SOURCE DOCUMENT -
▼▼▼
Facial attractiveness has typically been measured by judges who provide independent ratings on the attractiveness of each subject. Their assessments are then averaged to yield objective physical attractiveness ratings.[1] The scholarly consensus has been that agreement among objective raters is generally high,[2-6] and that “raters agreed about the attractiveness of both adults and children.”[7] Regardless of culture of origin and ethnicity, judges generally show a high degree of agreement in the judgment of attractiveness.[8] Components of universal attractiveness have been shown to include averageness, symmetry, sexual dimorphism, a pleasant expression, good grooming, and youthfulness.[9-13] Few researchers, however, have pointed to the importance of individual differences between judges of attractiveness. Indeed, individual differences in the perception of facial attractiveness may arise from learning and differences in life history.[14] Honekopp15 asserts that the claim that facial-attractiveness judgment standards are largely shared is unsubstantiated and that future researchers address differences in judge scores and should recognize inter-individual differences in attractiveness judgments.
▲▲▲
Extracted records
▼▼▼
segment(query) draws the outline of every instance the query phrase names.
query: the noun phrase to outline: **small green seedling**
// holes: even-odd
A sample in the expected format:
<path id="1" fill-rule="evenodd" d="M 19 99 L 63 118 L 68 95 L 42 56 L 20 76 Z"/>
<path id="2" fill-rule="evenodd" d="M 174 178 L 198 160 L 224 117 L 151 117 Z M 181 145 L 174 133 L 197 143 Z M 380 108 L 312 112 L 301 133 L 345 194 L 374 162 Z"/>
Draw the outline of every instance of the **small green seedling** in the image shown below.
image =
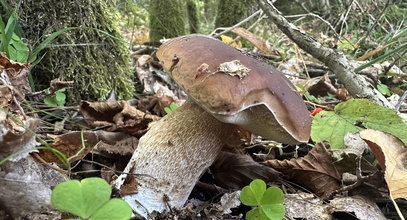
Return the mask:
<path id="1" fill-rule="evenodd" d="M 266 189 L 263 180 L 253 180 L 240 193 L 240 201 L 247 206 L 257 206 L 246 213 L 247 220 L 280 220 L 284 218 L 284 193 L 278 187 Z"/>
<path id="2" fill-rule="evenodd" d="M 177 104 L 172 103 L 172 104 L 170 105 L 170 107 L 165 107 L 165 108 L 164 108 L 164 111 L 165 111 L 165 113 L 170 114 L 171 112 L 175 111 L 178 107 L 179 107 L 179 106 L 178 106 Z"/>
<path id="3" fill-rule="evenodd" d="M 121 199 L 110 199 L 111 193 L 112 189 L 102 178 L 86 178 L 80 182 L 69 180 L 52 190 L 51 204 L 81 219 L 130 219 L 130 206 Z"/>
<path id="4" fill-rule="evenodd" d="M 44 103 L 51 107 L 64 106 L 66 102 L 65 89 L 59 89 L 44 99 Z"/>

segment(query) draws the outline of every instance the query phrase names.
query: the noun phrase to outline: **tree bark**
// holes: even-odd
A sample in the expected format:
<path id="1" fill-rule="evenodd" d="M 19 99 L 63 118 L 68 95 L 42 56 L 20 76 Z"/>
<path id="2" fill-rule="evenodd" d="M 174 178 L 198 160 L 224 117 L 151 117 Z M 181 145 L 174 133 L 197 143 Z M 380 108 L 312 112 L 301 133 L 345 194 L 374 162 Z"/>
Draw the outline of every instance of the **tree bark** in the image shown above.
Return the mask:
<path id="1" fill-rule="evenodd" d="M 133 97 L 129 47 L 111 1 L 9 1 L 22 2 L 19 22 L 33 48 L 55 31 L 82 27 L 58 36 L 39 55 L 44 57 L 32 70 L 38 89 L 48 88 L 52 79 L 59 78 L 75 81 L 73 89 L 67 90 L 71 102 L 105 100 L 112 90 L 118 99 Z"/>
<path id="2" fill-rule="evenodd" d="M 323 46 L 303 30 L 289 23 L 270 1 L 257 0 L 257 2 L 283 33 L 301 49 L 329 67 L 354 98 L 369 99 L 376 104 L 394 109 L 394 106 L 363 76 L 354 72 L 355 63 L 348 60 L 343 53 Z"/>

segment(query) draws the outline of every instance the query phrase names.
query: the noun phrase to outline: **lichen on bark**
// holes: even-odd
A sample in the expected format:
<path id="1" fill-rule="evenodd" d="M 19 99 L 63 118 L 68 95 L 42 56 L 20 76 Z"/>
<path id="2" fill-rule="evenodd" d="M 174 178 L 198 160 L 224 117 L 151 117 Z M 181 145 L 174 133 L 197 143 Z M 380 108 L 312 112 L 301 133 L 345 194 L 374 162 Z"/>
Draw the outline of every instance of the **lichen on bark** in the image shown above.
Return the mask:
<path id="1" fill-rule="evenodd" d="M 32 70 L 36 86 L 43 89 L 53 78 L 74 80 L 68 90 L 71 102 L 104 100 L 112 90 L 118 99 L 131 98 L 129 49 L 118 21 L 114 1 L 23 1 L 20 24 L 31 45 L 62 28 L 81 27 L 60 35 L 43 51 L 43 59 Z"/>

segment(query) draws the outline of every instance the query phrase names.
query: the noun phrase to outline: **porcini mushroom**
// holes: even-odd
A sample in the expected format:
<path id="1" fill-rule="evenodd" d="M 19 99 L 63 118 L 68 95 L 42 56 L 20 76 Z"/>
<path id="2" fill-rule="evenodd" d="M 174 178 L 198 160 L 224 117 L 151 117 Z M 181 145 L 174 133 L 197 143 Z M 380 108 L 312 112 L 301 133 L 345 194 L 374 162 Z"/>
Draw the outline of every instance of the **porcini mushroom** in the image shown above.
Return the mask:
<path id="1" fill-rule="evenodd" d="M 309 112 L 272 66 L 202 35 L 169 40 L 157 57 L 190 100 L 151 127 L 124 171 L 154 177 L 137 176 L 138 193 L 124 197 L 139 214 L 182 207 L 235 125 L 281 143 L 308 142 Z"/>

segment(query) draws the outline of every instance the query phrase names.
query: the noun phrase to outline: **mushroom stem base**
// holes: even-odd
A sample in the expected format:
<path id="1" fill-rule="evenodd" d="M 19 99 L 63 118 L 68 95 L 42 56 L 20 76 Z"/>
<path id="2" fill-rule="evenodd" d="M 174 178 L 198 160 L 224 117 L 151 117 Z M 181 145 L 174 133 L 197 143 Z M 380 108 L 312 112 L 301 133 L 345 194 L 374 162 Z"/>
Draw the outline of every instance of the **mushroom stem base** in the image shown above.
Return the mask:
<path id="1" fill-rule="evenodd" d="M 140 139 L 124 172 L 151 177 L 136 176 L 138 193 L 124 199 L 145 217 L 152 211 L 182 207 L 233 128 L 187 101 L 155 123 Z M 125 174 L 118 178 L 117 188 L 125 178 Z"/>

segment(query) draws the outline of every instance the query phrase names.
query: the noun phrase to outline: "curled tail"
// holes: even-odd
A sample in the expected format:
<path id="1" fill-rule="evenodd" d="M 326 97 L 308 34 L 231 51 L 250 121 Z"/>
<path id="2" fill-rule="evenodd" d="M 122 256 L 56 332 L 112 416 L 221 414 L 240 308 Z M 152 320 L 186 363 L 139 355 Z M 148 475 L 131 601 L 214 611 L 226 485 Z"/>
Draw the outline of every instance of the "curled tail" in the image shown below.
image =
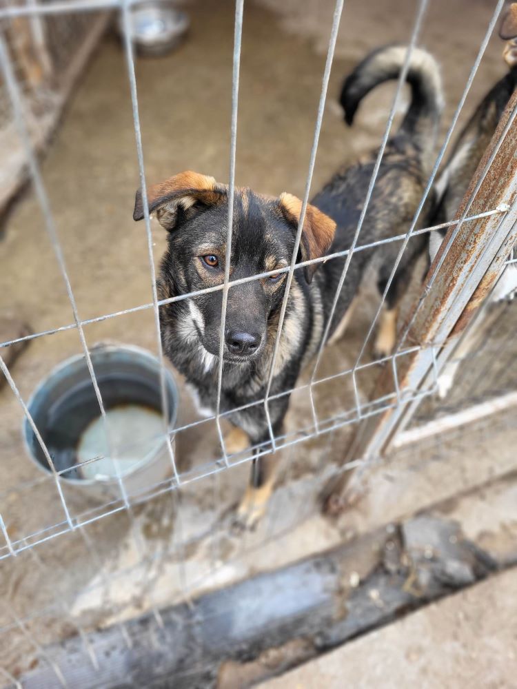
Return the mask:
<path id="1" fill-rule="evenodd" d="M 345 80 L 340 102 L 351 125 L 359 103 L 372 89 L 398 77 L 405 61 L 405 45 L 387 45 L 371 52 Z M 422 48 L 413 48 L 406 81 L 411 86 L 409 107 L 399 133 L 410 136 L 425 158 L 432 154 L 443 109 L 438 63 Z"/>

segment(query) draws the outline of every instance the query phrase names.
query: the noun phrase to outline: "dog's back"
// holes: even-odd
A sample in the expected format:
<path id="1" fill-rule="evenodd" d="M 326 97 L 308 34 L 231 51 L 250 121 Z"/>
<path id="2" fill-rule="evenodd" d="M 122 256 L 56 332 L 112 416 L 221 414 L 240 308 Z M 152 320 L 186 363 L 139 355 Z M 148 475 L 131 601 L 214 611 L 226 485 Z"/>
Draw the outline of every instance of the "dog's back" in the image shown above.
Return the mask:
<path id="1" fill-rule="evenodd" d="M 353 123 L 361 101 L 373 88 L 398 77 L 406 51 L 407 48 L 403 45 L 389 45 L 375 50 L 346 79 L 340 100 L 345 120 L 349 125 Z M 374 243 L 407 232 L 422 198 L 431 169 L 443 105 L 439 70 L 432 56 L 422 49 L 414 49 L 406 79 L 412 90 L 411 103 L 400 127 L 386 145 L 361 228 L 361 245 Z M 343 251 L 351 245 L 376 157 L 375 152 L 366 162 L 357 163 L 335 175 L 312 201 L 337 224 L 331 251 Z M 429 199 L 424 207 L 423 217 L 431 207 Z M 419 236 L 412 239 L 401 263 L 398 279 L 403 278 L 425 246 L 425 239 Z M 400 245 L 385 245 L 382 247 L 382 266 L 378 273 L 381 292 L 399 248 Z M 337 328 L 340 318 L 358 290 L 365 264 L 375 254 L 375 249 L 369 249 L 354 256 L 341 289 L 331 333 Z M 324 296 L 330 297 L 335 293 L 345 260 L 330 261 L 321 271 L 320 279 L 325 280 Z M 393 304 L 389 304 L 389 308 L 395 308 L 401 284 L 399 282 L 397 286 L 395 281 L 392 293 Z M 323 302 L 330 304 L 330 299 L 323 299 Z"/>

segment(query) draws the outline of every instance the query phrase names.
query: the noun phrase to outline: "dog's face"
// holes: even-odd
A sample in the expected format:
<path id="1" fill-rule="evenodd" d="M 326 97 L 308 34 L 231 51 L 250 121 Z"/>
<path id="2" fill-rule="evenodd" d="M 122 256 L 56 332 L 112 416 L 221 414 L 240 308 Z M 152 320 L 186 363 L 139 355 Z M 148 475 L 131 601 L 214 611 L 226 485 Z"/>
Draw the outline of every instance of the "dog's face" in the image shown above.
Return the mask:
<path id="1" fill-rule="evenodd" d="M 221 285 L 226 260 L 227 187 L 212 177 L 183 172 L 152 187 L 148 198 L 150 212 L 156 212 L 169 232 L 162 281 L 172 286 L 175 294 Z M 264 349 L 268 322 L 278 311 L 287 280 L 286 272 L 276 271 L 290 263 L 301 210 L 301 202 L 290 194 L 267 198 L 248 189 L 235 189 L 230 280 L 271 271 L 273 274 L 230 286 L 225 361 L 250 360 Z M 134 218 L 143 217 L 137 192 Z M 307 206 L 298 260 L 323 256 L 332 244 L 335 227 L 330 218 Z M 304 279 L 311 280 L 317 265 L 303 269 Z M 213 356 L 219 351 L 222 300 L 219 289 L 185 300 L 195 334 Z"/>

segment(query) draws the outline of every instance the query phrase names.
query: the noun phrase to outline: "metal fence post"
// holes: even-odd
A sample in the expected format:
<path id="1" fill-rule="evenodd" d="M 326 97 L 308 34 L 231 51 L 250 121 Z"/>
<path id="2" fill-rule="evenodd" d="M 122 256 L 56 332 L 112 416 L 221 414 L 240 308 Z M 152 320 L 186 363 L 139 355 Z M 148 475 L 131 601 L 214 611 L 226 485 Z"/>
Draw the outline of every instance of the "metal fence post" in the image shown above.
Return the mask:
▲▲▲
PROBLEM TO SOLVE -
Could you resume the passage on facial attractiveness ratings right after its last sentence? The listing comes from a separate source, not from the passage on facial attractiveness ratings.

ANSWER BOX -
Men and women generally agree in their judgments of facial attractiveness for both same-sex and opposite-sex appraisals.[16-20] Among the recent array of literature in facial attractiveness, however, there seems to be a paucity of research exploring possible differences in male versus female objective ratings including differences in how men and women appraise facial attractiveness.

More than 50 percent of United States women currently report dissatisfaction with their overall appearance21 and tend to compare themselves with an idealized standard of beauty, such as a fashion model.[22] However, patients seeking dermatological and cosmetic improvement in aging facial features report greater satisfaction in their overall appearance, spend more time and energy with personal grooming, consider themselves to be more physically attractive, and by large are more satisfied with their overall body image than other women.[23] This may or may not be entirely consistent with data showing that people’s beliefs about their own attractiveness (self-ratings) have been shown to be generally consistent with the manner in which they were seen by others.[24]

This study examined the following: 1) whether a discrepancy exists between objective and subjective facial attractiveness appraisals; 2) the relationship between age, marital status, and/or number of children and subjective attractiveness ratings; and 3) whether a systematic difference would exist in how men and women appraise female facial attractiveness. The judging of facial attractiveness used photographs of the subjects in order to fully objectify facial attractiveness and exclude any possibility that personality or other in-person features would influence ratings.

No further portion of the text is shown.